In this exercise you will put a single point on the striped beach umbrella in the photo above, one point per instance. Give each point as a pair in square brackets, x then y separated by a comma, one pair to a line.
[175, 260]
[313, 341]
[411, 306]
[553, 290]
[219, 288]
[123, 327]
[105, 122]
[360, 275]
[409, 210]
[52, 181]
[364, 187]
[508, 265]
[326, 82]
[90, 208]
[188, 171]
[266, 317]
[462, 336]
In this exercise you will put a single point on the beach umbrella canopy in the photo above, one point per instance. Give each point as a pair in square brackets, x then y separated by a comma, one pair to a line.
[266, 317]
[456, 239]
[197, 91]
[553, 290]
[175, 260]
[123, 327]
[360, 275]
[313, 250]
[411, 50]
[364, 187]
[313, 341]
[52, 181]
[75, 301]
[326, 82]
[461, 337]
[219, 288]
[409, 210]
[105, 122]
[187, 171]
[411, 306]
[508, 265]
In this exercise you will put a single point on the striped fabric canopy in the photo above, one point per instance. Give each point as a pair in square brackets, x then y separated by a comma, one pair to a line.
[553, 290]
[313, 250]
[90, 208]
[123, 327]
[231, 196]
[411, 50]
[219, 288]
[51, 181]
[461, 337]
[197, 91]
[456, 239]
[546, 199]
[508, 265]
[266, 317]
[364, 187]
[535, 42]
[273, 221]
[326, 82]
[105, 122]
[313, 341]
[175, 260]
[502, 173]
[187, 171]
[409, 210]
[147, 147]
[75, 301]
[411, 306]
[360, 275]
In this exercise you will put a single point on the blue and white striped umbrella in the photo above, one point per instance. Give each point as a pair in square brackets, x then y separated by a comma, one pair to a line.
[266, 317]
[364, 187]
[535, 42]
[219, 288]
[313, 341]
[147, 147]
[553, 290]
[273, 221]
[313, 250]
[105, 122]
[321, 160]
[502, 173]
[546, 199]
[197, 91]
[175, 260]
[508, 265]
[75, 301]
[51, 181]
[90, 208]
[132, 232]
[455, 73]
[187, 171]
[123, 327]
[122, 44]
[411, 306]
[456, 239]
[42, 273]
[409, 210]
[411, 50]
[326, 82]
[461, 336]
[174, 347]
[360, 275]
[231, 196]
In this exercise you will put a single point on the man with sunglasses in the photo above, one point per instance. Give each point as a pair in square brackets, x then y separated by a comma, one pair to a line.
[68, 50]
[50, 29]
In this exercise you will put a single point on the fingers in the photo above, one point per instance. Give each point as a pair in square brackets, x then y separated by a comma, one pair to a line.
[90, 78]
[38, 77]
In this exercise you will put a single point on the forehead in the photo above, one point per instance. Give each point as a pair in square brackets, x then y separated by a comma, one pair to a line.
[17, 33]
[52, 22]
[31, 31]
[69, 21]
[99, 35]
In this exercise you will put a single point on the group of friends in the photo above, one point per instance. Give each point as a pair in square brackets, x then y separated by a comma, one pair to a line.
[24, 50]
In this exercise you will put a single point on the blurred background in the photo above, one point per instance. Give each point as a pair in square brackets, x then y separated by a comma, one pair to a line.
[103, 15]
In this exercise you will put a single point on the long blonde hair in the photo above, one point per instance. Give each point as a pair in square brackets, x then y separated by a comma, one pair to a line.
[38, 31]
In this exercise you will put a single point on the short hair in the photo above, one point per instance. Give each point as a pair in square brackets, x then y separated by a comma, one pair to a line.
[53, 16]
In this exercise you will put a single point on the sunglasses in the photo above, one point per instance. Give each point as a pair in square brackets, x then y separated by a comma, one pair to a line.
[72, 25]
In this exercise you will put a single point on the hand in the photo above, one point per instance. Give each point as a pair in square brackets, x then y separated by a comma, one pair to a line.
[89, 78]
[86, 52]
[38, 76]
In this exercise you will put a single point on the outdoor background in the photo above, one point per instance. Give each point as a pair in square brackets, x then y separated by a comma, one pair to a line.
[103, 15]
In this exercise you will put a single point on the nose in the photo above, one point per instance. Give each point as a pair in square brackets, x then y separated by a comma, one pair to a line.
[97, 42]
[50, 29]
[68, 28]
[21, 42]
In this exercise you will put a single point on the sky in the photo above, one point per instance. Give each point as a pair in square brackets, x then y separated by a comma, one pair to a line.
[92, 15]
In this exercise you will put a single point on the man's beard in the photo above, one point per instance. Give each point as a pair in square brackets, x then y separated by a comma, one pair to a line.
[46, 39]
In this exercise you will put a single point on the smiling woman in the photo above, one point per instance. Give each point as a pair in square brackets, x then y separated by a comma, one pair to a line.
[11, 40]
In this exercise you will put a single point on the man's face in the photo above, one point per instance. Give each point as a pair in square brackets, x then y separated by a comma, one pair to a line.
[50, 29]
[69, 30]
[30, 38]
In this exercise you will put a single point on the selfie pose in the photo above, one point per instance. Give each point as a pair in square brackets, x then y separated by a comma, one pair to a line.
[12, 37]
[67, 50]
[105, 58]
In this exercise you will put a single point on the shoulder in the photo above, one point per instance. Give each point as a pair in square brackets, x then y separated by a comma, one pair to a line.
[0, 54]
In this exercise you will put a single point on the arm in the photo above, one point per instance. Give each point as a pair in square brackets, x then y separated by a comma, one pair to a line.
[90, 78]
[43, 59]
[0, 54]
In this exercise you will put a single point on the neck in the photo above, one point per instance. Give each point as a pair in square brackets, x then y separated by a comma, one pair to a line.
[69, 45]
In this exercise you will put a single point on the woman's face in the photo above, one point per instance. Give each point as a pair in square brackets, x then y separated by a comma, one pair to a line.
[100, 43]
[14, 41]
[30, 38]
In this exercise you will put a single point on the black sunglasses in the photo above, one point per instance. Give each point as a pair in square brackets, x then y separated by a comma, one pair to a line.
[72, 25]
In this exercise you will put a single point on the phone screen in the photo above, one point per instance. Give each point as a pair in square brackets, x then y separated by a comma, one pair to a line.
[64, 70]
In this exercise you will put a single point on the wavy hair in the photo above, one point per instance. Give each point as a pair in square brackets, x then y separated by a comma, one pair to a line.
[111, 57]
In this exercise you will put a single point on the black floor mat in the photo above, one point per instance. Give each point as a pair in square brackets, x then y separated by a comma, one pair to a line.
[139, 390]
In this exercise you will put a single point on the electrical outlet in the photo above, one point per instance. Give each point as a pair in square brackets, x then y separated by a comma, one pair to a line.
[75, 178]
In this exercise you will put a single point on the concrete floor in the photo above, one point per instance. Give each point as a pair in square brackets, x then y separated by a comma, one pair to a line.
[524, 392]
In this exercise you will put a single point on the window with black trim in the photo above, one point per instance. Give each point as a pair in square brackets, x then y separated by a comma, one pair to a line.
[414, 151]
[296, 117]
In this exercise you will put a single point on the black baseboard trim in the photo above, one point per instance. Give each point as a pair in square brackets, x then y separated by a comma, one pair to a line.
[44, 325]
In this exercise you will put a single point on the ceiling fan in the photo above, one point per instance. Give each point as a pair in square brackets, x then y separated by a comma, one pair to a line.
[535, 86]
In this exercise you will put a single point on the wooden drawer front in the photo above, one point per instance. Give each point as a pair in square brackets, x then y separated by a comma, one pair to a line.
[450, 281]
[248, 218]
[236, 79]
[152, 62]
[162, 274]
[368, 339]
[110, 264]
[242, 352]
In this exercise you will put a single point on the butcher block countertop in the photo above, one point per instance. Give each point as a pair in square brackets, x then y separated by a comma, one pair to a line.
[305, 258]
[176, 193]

_ _ _

Your objective:
Include both ends. Return the line holding "on the butcher" and all lines after it in the records above, exactly as written.

Task output:
In this exercise you will put a single point on the butcher block countertop in the photo above, one point per instance. Give each point as a pair in square brackets, x then y separated by a comma, one pair to a line.
[305, 258]
[176, 193]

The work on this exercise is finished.